## Task
Could you write out the records below exactly as they appear?
Data records Start Marker
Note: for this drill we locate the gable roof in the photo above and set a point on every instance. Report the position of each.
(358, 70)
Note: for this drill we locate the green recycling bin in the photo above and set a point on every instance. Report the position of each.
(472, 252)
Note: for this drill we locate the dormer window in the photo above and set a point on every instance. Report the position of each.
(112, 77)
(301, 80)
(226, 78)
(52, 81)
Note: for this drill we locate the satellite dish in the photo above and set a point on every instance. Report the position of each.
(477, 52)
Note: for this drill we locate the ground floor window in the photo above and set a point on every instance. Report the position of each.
Data records End Marker
## The completed task
Note: for this drill we locate the gable roof in the photo above and set a point on every instance. Report the position of each.
(358, 70)
Note: for this drill we locate the green recycling bin in the photo above and set a point on every instance. Report the position of each.
(472, 252)
Note: for this drill we locate the dormer window in the photo above and set a point on every instance. Report the position of each.
(112, 77)
(301, 80)
(226, 78)
(52, 81)
Note: for this drill we locate the satellite dish in the photo above and set a point on every instance. Report the position of each.
(477, 52)
Note: for this drill we locate the ground floor window in the photo above and set a point on every instance. Report the position of each.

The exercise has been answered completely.